━━━━━ DOCUMENT EXTRACT
Proposal: sunset the backports pockets
Erich Eickmeyer
eeickmeyer at ubuntu.com
Mon Jul 19 17:18:36 UTC 2021
Hi Robie,
On Monday, July 19, 2021 5:05:49 AM PDT Robie Basak wrote:
> Dear Ubuntu Developers,
>
> As far as I am aware, the Ubuntu Backports Team has been inactive for
> years now, and backports requests and uploads just languish in
> Launchpad. Thomas Ward last proposed an effort to revitalise it over two
> years ago, but with no response. I believe he's no longer available to
> contribute now.
>
> My concern is that the backports documentation and process still exist,
> so users and contributors are being misled into thinking that something
> will happen, when it won't.
>
> I would be very happy for the backports process to continue, but I think
> it's time to accept that it isn't happening, call a spade a spade, and
> shut the process down and document this properly to stop misleading
> users about it.
>
> For example, I just handled LP: #1902198 having received an out-of-band
> ping, and looking at https://bugs.launchpad.net/focal-backports there
> are multiple recent requests that we know are not going to be answered
> from a backports pocket perspective.
>
> Any objections? If you do object, please provide an alternative proposal
> that will mean that users stop getting misled.
>
> Robie
I'm throwing my Flavor Lead hat on for this one.
I hate this idea.
The Backports have historically been a very difficult process, so difficult that
at least two flavors (Ubuntu Studio and Kubuntu) have created their own
backport process and a PPA for those who wish to opt-in. In my opinion, this
should never have been necessary and those flavors should have had a better way
to backport. These things don't happen because people are unable to follow the
process, but because the process is a bottleneck.
━━━━━━━━━━
━━━━━ COLLECTED MATERIAL
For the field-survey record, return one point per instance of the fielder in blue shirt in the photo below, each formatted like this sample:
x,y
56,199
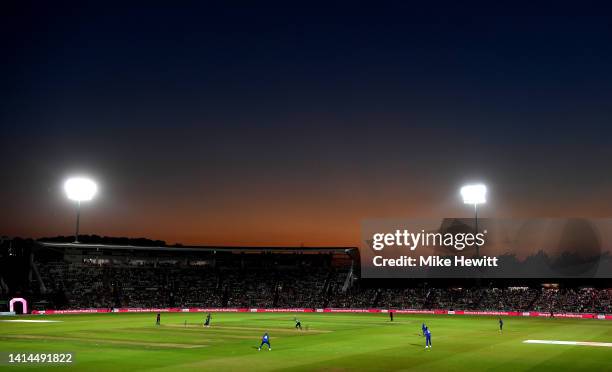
━━━━━━━━━━
__YOUR TASKS__
1 - List every person named in the post proposing to sunset the backports pockets.
2 - Write the next part of the post about sunsetting the backports pockets, picking up right after its final sentence.

__EXPECTED OUTPUTS__
1 - Erich Eickmeyer, Robie Basak, Thomas Ward

2 -
Bottlenecks and restrictions are great way to make ideas die because those
that would use it get fed-up with the extremely high bar that must be met in
order to do anything.
Additionally, sunsetting things like this are sure ways to permanently kill
them. I look at Edubuntu as a prime example: it was sunset, and those that
have wished to revive it have been denied that simply because "it died before,
what's to prevent that from happening again?". Somebody made an "Ubuntu
Education Remix" because they felt they could never revive Edubuntu because
they'd be denied that ability.
With that, I'd rather see the Backports reformed, not sunset. As with any
process, if it's not working then perhaps the problem is in the process not
the idea. Throwing away a good idea because it's not working now is just
giving up, aka quitting. I was raised never to give up. I didn't give up on
Ubuntu Studio, and now it's thriving. I believe giving up on Backports would
be a mistake.
Now, with my OEM (Kubuntu Focus, aka my day job) hat on:
I still hate this idea.
At Kubuntu Focus, we rely on the LTS because those in the scientific and
artificial intelligence communities rely on packages in external repositories
that are only made for the LTS. It is astoundingly frustrating when we get
support tickets asking why XYZ isn't in Ubuntu when a newer version of the
software that includes a feature they need isn't available to them without
going to an unsupported repository. That's bad customer service and makes us
(Kubuntu Focus AND Ubuntu) look bad, because now we're scrambling to provide a
software solution for a customer rather than just having it for them.
Now, with my Community Council hat on:
How much of the community was aware there even is a backports process? I'd say
very, very few. To me, that means somebody (I don't know who) dropped the ball
in the community management aspect of this. As somebody who has a degree in
this very thing, I find that unacceptable on many levels.
All of that to come to this:
Do not do this. That's basically "thowing the baby out with the bathwater."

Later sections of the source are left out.